PROMPT:
Quote the records below word for word, please, from the very first line through the one that contains "Could you kindly tag the speckled", and nothing beyond it.
══ EXERCISE DATA ══
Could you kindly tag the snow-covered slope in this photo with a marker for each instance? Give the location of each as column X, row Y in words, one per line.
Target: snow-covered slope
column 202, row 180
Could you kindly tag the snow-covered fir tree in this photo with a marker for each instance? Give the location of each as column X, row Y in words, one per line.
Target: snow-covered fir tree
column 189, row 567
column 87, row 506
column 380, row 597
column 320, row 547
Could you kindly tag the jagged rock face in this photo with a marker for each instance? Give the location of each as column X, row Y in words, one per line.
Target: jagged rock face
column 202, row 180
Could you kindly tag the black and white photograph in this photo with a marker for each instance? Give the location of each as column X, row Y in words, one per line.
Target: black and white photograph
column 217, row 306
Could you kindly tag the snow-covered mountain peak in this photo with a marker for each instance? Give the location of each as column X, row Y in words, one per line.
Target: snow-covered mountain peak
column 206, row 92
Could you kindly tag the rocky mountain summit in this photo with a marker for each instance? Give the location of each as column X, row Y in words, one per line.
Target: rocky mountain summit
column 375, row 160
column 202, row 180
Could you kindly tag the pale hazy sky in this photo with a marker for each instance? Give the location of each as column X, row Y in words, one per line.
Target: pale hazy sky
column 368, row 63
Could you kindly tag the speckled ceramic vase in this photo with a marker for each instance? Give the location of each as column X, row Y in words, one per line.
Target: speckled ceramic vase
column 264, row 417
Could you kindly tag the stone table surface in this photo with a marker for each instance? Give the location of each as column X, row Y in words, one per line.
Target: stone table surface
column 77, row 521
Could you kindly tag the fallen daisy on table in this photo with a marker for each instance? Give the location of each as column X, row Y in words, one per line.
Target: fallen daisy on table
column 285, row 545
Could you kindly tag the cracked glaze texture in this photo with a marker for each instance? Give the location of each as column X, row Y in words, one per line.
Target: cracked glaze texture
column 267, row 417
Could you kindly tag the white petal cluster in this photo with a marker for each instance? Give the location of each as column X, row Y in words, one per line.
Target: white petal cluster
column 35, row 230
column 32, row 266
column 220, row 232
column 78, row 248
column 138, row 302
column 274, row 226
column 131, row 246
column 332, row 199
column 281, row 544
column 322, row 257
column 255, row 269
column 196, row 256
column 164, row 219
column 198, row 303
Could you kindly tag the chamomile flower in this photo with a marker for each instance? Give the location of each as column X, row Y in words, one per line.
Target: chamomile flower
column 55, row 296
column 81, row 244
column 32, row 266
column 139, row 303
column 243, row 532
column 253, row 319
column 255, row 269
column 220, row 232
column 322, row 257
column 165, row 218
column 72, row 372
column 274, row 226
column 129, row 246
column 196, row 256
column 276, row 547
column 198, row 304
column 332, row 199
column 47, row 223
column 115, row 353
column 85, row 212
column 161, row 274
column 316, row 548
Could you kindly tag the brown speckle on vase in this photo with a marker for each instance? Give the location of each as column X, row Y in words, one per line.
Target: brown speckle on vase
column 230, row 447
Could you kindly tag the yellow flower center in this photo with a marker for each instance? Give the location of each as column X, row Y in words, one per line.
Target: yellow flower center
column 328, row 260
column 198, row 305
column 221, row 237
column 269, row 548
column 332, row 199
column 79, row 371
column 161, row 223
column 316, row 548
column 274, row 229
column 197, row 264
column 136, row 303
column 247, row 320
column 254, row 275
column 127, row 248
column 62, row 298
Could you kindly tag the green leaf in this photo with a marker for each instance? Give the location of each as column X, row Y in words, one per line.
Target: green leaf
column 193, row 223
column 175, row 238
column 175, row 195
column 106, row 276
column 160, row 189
═══
THE ANSWER:
Could you kindly tag the snow-covered slope in this photo with a marker for each instance? Give the location of each as column X, row Y in words, one per line.
Target: snow-covered slope
column 202, row 180
Could you kindly tag the snow-covered fir tree in this photo with a marker for each instance? Give the location of each as column X, row Y in words, one per line.
Target: snow-covered fir tree
column 189, row 567
column 87, row 506
column 380, row 597
column 320, row 547
Could you kindly tag the jagged rock face in this photo with a marker for each instance? Give the location of each as column X, row Y in words, one per line.
Target: jagged rock face
column 202, row 180
Could you kindly tag the black and white photograph in this photo with a marker for each instance? Give the location of each as column X, row Y in words, one per line.
Target: black and white photograph
column 217, row 306
Could you kindly tag the snow-covered mountain peak in this photo with a marker for each instance? Give the location of each as column X, row Y in words, one per line.
Target: snow-covered mountain peak
column 206, row 92
Could you kindly tag the rocky mountain summit in this photo with a marker for each instance? Give the location of each as column X, row Y in words, one per line.
Target: rocky mountain summit
column 375, row 160
column 202, row 180
Could you kindly tag the pale hazy sky in this photo with a marker for each instance? Give the location of each as column X, row Y in words, one per line.
Target: pale hazy sky
column 368, row 63
Could you kindly tag the speckled ceramic vase in this photo with a marker for each instance? Give the location of each as column X, row Y in words, one per line.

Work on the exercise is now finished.